_PASSAGE PROVIDED_:
Galembo has made over twenty trips to sites of ritual masquerade in Africa and the Caribbean. She has repeatedly photographed Carnaval in Jacmel, Haiti before and during the Aristide debacle, capturing annual performances with a subterranean political edge. She has traveled repeatedly to West Africa to witness annual rituals that involve extraordinarily creative masking and costuming.
Galembo brings her lights and cameras to scenes of public display. She chooses existing local background: a wall of a home, a tree. She coaxes poses from her subjects as they proceed with their ritual business. She reveals creativities of fashion and performance that combine traditional and modern materials, symbol, and gestures. Her subjects may spend a year gathering materials and sewing elaborate costumes worn a single day. Or they spontaneously paint their jeans and bodies and join posses of play and protest.

Position annotation data:
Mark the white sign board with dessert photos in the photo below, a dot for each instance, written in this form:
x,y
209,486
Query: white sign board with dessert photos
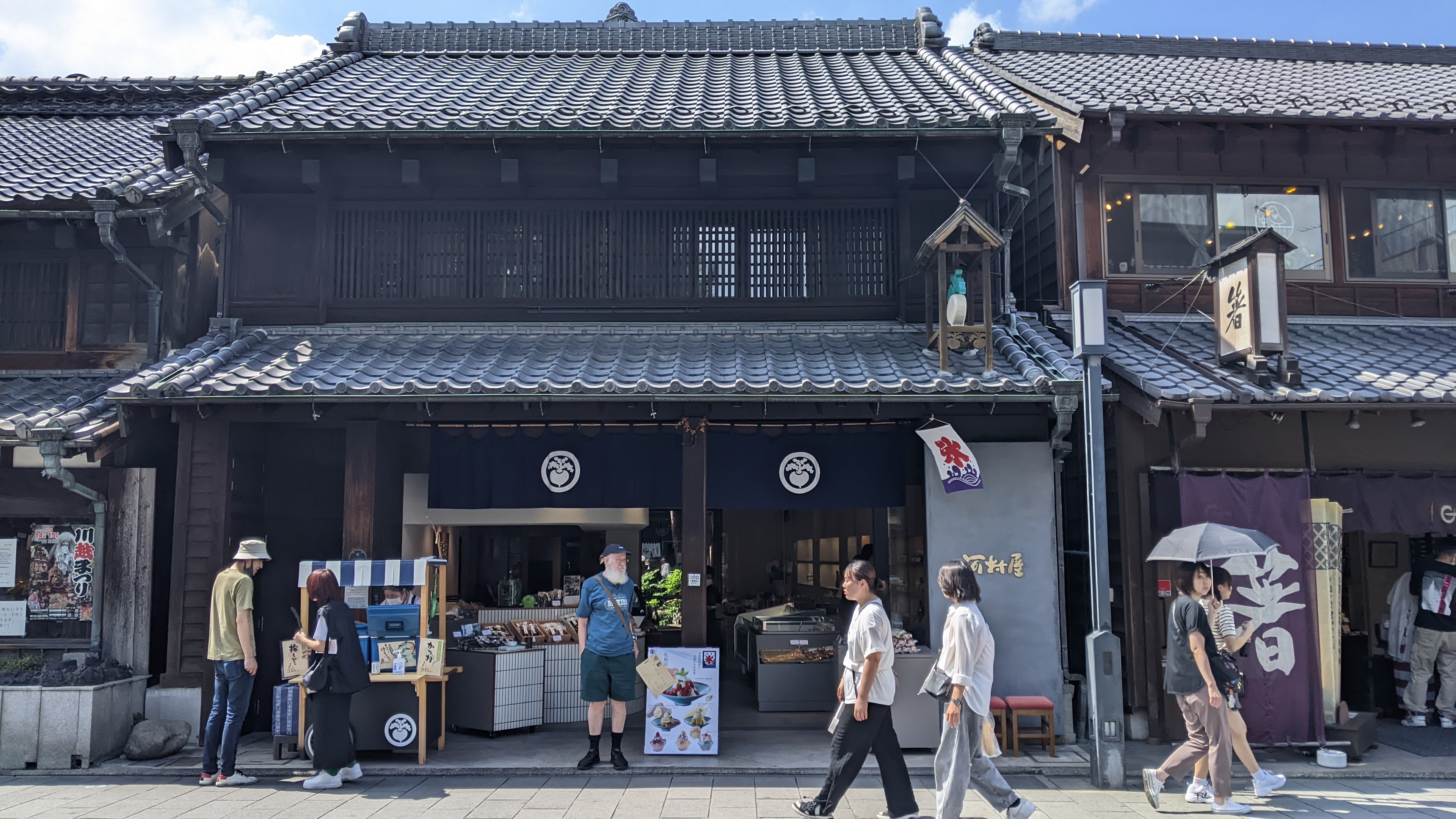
x,y
683,720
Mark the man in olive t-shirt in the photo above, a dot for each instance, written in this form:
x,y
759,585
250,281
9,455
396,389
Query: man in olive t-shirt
x,y
235,662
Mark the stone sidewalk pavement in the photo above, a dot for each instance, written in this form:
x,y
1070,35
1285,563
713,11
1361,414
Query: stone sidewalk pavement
x,y
647,798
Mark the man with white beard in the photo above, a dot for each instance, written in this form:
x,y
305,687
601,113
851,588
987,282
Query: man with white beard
x,y
608,652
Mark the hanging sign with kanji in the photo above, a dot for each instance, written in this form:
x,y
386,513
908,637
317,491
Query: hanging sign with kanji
x,y
953,458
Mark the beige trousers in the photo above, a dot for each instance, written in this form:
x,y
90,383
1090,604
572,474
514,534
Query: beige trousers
x,y
1433,651
1208,735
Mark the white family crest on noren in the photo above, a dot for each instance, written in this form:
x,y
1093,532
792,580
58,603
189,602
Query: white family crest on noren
x,y
400,731
1273,646
799,473
560,471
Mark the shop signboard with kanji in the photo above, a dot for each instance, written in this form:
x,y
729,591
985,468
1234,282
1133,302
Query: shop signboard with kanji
x,y
62,568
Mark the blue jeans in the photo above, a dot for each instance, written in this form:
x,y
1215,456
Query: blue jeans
x,y
232,690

_TASK SET_:
#1 Can you turn the paragraph beginning "Galembo brings her lights" in the passage on Galembo's masquerade photography into a short list of its main facts?
#2 Could you reproduce the passage on Galembo's photography word for word, starting at "Galembo brings her" and ending at "play and protest."?

_PER-TASK ANSWERS_:
#1
- Galembo takes her lights and cameras to scenes of public display.
- She uses existing local backgrounds, such as a house wall or a tree.
- She coaxes poses from her subjects while they carry on with their ritual.
- Her photographs show creative fashion and performance that mix traditional and modern materials, symbols, and gestures.
- Some subjects spend a year gathering materials and sewing elaborate costumes worn for a single day.
- Others spontaneously paint their jeans and bodies and join groups of play and protest.

#2
Galembo brings her lights and cameras to scenes of public display. She chooses existing local background: a wall of a home, a tree. She coaxes poses from her subjects as they proceed with their ritual business. She reveals creativities of fashion and performance that combine traditional and modern materials, symbol, and gestures. Her subjects may spend a year gathering materials and sewing elaborate costumes worn a single day. Or they spontaneously paint their jeans and bodies and join posses of play and protest.